ENUNCIADO DO EXERCÍCIO
Transcreva sem alterações o trecho do texto sobre arte e cultura, começando em "Você tromba com" e terminando em "direito a nada.".

Arte contra a barbárie ocupa ruas, praças e teatros em São Paulo, Beagá, Crato e outras cidades

por Sulamita Esteliam

Vou continuar falando em cultura e arte, porque cultura é política e política com arte é cultura e vice-versa, e tudo é direito humano. Quem não gostar que vá plantar batatas ou criar galinhas, porque tudo é trabalho decente, até a indecência da exploração do outro como meio de vida, desde que o mundo é mundo, mas agora mais do que sempre.

Você tromba com a fome e a miséria em cada esquina, é de chorar de dor. Contraditoriamente, ao menos meia dúzia de entregadores a cada sinal, os pobres “empreendedores” de bicicleta, sob sol e chuva, dia e noite, e sem direito a nada.

Pelo menos não estão roubando nem cheirando pedra nem esmolando, e usando crianças para conseguir a piedade dos incautos… Todos se achando gente para ter direitos – dirão os cidadãos de bem, que sequer têm indigestão com a comida suada que recebem em casa, no conforto do seu lar.

DADOS REGISTRADOS
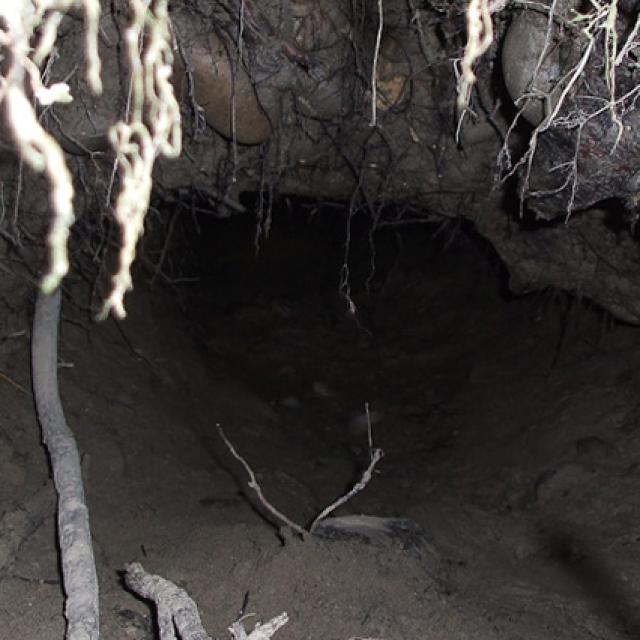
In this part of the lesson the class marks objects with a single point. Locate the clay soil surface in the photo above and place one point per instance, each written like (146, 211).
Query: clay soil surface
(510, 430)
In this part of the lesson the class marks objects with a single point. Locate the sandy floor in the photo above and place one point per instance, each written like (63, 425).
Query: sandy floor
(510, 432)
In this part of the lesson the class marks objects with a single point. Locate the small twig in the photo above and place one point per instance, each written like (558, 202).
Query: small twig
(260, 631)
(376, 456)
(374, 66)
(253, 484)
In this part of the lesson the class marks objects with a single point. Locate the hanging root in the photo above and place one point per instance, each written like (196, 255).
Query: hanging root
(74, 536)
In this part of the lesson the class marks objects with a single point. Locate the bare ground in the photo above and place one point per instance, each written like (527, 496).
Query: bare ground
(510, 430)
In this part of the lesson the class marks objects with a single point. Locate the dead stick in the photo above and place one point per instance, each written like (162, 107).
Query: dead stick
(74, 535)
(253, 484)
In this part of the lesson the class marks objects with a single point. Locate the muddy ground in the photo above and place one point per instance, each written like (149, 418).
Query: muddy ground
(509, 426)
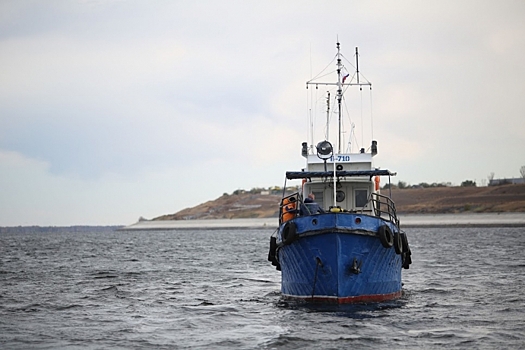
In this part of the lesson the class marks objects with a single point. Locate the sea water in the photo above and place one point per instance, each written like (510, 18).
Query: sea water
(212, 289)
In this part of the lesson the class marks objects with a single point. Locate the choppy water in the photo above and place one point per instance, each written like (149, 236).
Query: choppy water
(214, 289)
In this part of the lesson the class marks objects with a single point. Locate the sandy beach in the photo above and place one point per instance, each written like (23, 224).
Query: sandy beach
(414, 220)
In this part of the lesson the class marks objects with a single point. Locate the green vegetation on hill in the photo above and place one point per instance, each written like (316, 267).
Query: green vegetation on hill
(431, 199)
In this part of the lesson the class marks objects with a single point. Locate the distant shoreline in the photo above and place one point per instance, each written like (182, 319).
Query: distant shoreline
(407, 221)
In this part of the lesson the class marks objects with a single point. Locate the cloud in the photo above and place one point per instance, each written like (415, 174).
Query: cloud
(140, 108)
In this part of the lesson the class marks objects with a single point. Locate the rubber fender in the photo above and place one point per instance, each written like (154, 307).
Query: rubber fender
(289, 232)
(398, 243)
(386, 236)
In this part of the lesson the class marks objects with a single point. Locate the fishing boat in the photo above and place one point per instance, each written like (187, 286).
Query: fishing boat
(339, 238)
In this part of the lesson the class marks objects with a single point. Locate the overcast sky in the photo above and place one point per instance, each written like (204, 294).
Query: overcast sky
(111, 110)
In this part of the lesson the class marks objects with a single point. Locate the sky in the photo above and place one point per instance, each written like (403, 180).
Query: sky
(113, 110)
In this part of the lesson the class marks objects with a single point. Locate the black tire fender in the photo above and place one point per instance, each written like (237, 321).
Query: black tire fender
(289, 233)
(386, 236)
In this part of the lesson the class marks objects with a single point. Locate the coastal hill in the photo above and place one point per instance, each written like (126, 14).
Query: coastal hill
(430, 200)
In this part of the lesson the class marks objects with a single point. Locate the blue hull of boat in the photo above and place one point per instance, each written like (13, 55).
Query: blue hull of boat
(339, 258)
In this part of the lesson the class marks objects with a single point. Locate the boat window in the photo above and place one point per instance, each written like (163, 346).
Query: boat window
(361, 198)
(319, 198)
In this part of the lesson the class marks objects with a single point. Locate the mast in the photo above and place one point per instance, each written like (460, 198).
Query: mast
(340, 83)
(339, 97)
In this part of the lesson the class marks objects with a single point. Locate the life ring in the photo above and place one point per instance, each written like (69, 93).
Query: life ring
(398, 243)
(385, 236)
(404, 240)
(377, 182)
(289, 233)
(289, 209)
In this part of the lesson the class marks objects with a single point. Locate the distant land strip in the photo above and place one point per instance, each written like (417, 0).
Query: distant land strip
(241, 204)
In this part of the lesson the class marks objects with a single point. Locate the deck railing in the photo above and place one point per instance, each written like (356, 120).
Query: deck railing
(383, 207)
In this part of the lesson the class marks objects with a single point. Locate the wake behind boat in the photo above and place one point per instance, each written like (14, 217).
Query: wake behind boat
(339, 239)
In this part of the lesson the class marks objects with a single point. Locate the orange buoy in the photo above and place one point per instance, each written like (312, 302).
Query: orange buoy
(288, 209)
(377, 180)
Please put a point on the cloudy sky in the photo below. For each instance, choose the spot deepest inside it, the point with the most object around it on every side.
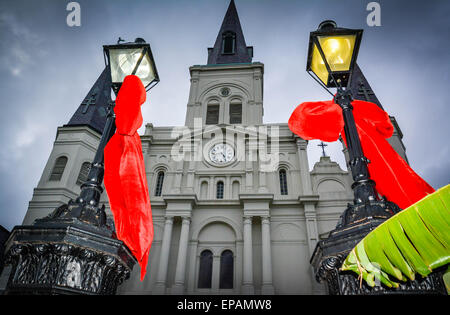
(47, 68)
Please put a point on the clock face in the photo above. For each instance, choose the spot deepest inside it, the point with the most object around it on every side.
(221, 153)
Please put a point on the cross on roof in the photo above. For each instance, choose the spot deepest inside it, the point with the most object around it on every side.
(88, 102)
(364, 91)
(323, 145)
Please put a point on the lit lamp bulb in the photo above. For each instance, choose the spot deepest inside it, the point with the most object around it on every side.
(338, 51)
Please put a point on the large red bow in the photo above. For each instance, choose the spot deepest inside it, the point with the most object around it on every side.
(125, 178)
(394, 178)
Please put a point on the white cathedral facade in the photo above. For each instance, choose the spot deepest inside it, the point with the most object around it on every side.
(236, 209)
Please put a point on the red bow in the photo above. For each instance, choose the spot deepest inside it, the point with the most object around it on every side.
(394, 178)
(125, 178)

* * *

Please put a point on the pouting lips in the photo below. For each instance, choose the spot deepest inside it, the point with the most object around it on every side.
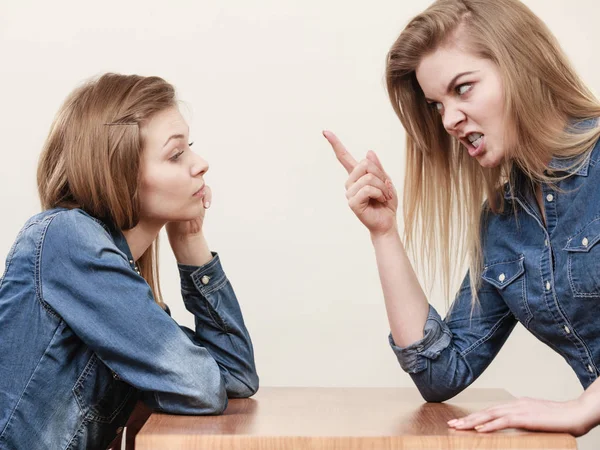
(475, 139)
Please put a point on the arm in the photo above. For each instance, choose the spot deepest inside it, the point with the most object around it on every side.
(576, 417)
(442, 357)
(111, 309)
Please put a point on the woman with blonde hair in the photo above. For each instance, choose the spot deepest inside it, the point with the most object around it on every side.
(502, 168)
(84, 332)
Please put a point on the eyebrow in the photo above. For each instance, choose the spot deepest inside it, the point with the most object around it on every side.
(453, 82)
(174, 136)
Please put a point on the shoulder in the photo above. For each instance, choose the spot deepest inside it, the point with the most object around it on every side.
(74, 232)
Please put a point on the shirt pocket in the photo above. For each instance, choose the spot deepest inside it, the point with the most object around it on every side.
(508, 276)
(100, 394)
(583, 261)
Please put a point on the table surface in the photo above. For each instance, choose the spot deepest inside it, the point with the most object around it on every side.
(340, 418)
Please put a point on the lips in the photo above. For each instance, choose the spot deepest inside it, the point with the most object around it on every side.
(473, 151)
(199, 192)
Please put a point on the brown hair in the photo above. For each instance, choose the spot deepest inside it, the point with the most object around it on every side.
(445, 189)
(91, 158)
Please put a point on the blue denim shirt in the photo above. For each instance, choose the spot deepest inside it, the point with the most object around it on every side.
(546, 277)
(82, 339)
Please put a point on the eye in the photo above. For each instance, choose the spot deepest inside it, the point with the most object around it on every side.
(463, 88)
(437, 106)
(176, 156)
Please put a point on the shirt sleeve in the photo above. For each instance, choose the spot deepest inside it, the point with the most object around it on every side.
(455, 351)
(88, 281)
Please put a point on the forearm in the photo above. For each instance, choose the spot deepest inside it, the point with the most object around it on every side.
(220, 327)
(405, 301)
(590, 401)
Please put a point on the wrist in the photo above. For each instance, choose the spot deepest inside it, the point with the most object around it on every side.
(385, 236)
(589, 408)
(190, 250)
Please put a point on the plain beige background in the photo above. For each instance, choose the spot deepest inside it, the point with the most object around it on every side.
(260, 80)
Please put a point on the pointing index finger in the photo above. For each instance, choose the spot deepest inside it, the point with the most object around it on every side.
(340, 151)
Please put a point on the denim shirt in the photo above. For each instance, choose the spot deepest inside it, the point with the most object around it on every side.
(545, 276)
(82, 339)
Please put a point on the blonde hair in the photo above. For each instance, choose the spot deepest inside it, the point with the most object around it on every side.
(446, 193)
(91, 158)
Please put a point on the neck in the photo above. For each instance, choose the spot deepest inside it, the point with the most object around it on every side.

RESULTADO DO EXERCÍCIO
Você tromba com a fome e a miséria em cada esquina, é de chorar de dor. Contraditoriamente, ao menos meia dúzia de entregadores a cada sinal, os pobres “empreendedores” de bicicleta, sob sol e chuva, dia e noite, e sem direito a nada.